On Tuesday, I attended Mahnaz Parian-Scherb’s PhD defence meeting to get to know about her work on gestures using various Image Processing techniques and Deep Learning. I learned a lot and look forward to a private meeting with my mentors to get a more detailed understanding of OpenPose and the methods she used.
The dataset consisting of Elen DeGeneres shows’ videos and gesture annotations are available through Google Drive. However, some of the videos are not available in the public on any online platform. Out of the 30 videos in the dataset, 19 are present online (in Youtube, Dailymotion), 11 are not available out of which 3 are private links while 8 are not found.
Also, I checked out the singularity containers and have some idea of how they work.
On Saturday, I had a chat with Frankie, one of the mentors at Red Hen Lab about his previous work (SkelShop). Main points of the conversation are:
- He shared some recommendations, such as using Docker Files due to its larger community. Get them here
- He used make files, specifically SnakeMake to automate the pipelines. Study them here
- OpenPose was used for obtaining landmark positions and he explained the pipeline and also about how OpenPose works in a nutshell. His GitHub Repo will be important to study.
+ + + + +
> _Objectives_
A – Name every person mentioned by name in the progress notes.
B – Take the progress notes further, continuing after their final sentence.
The material after this point is separate from the progress notes and has no connection to them.

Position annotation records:
+ + + + +
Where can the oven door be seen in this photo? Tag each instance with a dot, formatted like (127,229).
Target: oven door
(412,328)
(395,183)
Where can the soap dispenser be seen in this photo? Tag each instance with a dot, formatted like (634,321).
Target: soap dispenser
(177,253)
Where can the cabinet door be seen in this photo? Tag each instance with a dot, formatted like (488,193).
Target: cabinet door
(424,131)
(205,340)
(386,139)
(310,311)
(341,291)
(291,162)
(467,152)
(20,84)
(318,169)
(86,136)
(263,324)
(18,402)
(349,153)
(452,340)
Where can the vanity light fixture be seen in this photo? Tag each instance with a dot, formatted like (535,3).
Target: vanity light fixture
+ + + + +
> _Results by task_
A – Mahnaz Parian-Scherb, Elen DeGeneres, Frankie

B –
- Changes in shots (instantaneous change of angle, for example) was an issue in his project. Shot segmentation maybe required.
Week 2 (13 - 19 June, 2021)
I updated my mentor Dr. Uhrig about my work uptil Sunday. My further work will be as follows:
- Work on the dataset. Use OpenPose to get landmarks on the videos and utilise them to get certain basic predictions such as simple hand movement detection using LSTMs and/or CNNs.
- Study SnakeMake, Docker (also, Singularity) and SkelShop’s code throughly.
- Write a mail to access Red Hen’s Open Dataset (to get the actual high resolution videos).
Throughout the week, I mostly invested my time in understanding the Singularity containers and how they work and are built. I documented what I learnt here. Also, I successfully built the OpenPose module (after cloning it from GitHub) and ran the videos. However, I have been unable to directly run them from the Singularity container as the first stage of the pipeline. I will do that next week.
Week 3 (20 - 26 June, 2021)
I continued my work on using OpenPose in Singularity containers. I would like to point out that the --sandbox
option and build an OpenPose directory is important because it allows to change or add files as required and then one can build from the directory. Also, I updated my documentation on that.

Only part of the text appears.